**EXERCISE REQUIREMENTS**
In the passage on Peterson Toscano, write out word for word the stretch from "Toscano also is" through "Action Looks Like.".

Toscano created five presentations addressing climate change: Everything Is Connected-A Collection Of Stories-Most Weird, Many True; Does This Apocalypse Make Me Look Fat?; A Queer Response To Climate Change; Climate Change: What's Faith Got To Do With It?; and There's Something Funny About Climate Change. In all of this work, Toscano takes controversial and current topics "and is able to present them in a way that is accessible. One of the best things his talks are able to do is focus on the intersections of people's identities and social justice issues." He is known for his inspirational last words in performances: "During times of crisis, people do extraordinary things... extraordinary, kind, loving, caring things. You see how communities come together to look after each other. How can we come up with lasting change that's not going to hurt communities, but actually foster a better world?"

Since began addressing climate work starting in 2014, he has performed at various colleges and venues around North America and Europe, including the Greenbelt Festival, Penn State University, Susquehanna University, and Villanova University. Peterson has been featured in Yale Climate Connections, The Daily Collegian, and The Campus for various higher education performances. In October 2017 Toscano presented A Queer Response to Climate Change—What Would Walt Whitman Do? In an interview with NYU's Washington Square News, Toscano spoke about the role of comedy in taking on climate change and LGBTQ responses to climate change. "With climate change, we're all on the same boat together, but we're not all on the same deck. We know people have different experiences of the world. I think it's also important from a queer family values perspective that we're affected by climate change differently than other people. LGBTQ seniors, who are often more isolated than other seniors, may not have people checking in on them during a heat wave or hurricane. LGBTQ homeless youth, who may not feel welcome at shelters, need somewhere to go during big storms. We need to make sure we will survive these storms and that our people have healthy, strong lives."

Toscano has spoken at university sustainability events including the 2017 Southeastern EcoRep Conference and the New York Coalition for Sustainability in Higher Education. and at Citizens' Climate Lobby conferences, including the Mid-Atlantic regional conference in Philadelphia and the international conference in Washington DC. He hosts the monthly podcast Citizens' Climate Radio where he "highlight[s] people's stories, [celebrates CCL members'] successes, and together [shares] strategies for talking about climate change." After the election of Donald Trump, in addition to his comic performance work he began exploring Conservative responses to climate change.

Toscano also is a volunteer lobbyist for Citizens' Climate Lobby (CCL) and the co-leader of the Susquehanna Valley CCL Chapter.

==Media==
Toscano was featured in the second season of the Be Real program on Logo TV, and has appeared on several TV and radio programs including the Tyra Banks Show, the Montel Williams Show, Faith Under Fire, PBS In the Life, PRI To the Point, Connecticut Public Radio Where We Live (PRNDI Award-winning episode), BBC Radio Ulster Sunday Sequence, Radio Lab, and BBC World Service Reporting Religion.

In addition to print, television and radio, Toscano appears in various documentaries including the 2005 film Fish Can't Fly, which explores the conflict that many lesbians and gays have had with their Christian faith, and the 2008 Canadian documentary Cure for Love. He appears in and is associate producer for the 2011 film This is What Love in Action Looks Like.

Toscano was the co-host of the podcast Queer and Queerer with Zack Ford, LGBTQ editor at Think Progress. In 2014 Toscano premiered the Climate Stew podcast, which used comedy and storytelling to address climate change. He currently produces and hosts Citizens Climate Radio.

==Personal==
Peterson Toscano lives in Pretoria, South Africa, with his husband, South African writer Glen Retief.

**DATA TO EXAMINE**
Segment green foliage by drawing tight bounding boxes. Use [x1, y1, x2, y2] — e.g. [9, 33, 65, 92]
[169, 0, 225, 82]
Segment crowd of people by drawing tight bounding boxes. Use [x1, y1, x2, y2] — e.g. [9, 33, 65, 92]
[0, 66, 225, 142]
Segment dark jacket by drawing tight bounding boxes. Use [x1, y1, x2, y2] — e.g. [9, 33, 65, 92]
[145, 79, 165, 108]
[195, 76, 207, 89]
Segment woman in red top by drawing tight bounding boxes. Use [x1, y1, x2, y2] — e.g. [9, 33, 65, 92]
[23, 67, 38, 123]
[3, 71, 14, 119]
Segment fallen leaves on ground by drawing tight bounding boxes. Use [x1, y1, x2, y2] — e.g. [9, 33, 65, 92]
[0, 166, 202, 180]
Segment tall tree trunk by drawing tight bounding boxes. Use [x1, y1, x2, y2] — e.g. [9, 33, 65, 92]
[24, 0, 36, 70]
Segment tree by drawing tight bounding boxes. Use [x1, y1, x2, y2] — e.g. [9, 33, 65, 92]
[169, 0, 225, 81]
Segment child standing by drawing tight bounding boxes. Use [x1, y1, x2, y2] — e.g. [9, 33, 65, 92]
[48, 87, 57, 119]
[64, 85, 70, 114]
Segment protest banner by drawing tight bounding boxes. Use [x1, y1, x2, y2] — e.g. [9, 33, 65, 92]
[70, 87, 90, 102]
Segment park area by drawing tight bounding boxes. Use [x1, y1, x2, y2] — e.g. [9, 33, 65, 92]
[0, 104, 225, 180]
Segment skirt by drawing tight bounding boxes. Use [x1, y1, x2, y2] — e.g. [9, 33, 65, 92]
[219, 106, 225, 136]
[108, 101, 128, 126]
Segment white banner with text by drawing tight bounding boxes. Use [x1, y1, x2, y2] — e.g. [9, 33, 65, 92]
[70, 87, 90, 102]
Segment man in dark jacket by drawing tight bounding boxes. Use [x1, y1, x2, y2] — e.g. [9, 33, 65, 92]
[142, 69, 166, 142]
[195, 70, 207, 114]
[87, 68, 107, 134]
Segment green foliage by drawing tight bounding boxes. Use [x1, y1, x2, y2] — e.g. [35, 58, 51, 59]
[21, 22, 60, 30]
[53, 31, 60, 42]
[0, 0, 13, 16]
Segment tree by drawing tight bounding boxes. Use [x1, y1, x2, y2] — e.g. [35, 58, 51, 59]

**WRITTEN ANSWER**
Toscano also is a volunteer lobbyist for Citizens' Climate Lobby (CCL) and the co-leader of the Susquehanna Valley CCL Chapter.

==Media==
Toscano was featured in the second season of the Be Real program on Logo TV, and has appeared on several TV and radio programs including the Tyra Banks Show, the Montel Williams Show, Faith Under Fire, PBS In the Life, PRI To the Point, Connecticut Public Radio Where We Live (PRNDI Award-winning episode), BBC Radio Ulster Sunday Sequence, Radio Lab, and BBC World Service Reporting Religion.

In addition to print, television and radio, Toscano appears in various documentaries including the 2005 film Fish Can't Fly, which explores the conflict that many lesbians and gays have had with their Christian faith, and the 2008 Canadian documentary Cure for Love. He appears in and is associate producer for the 2011 film This is What Love in Action Looks Like.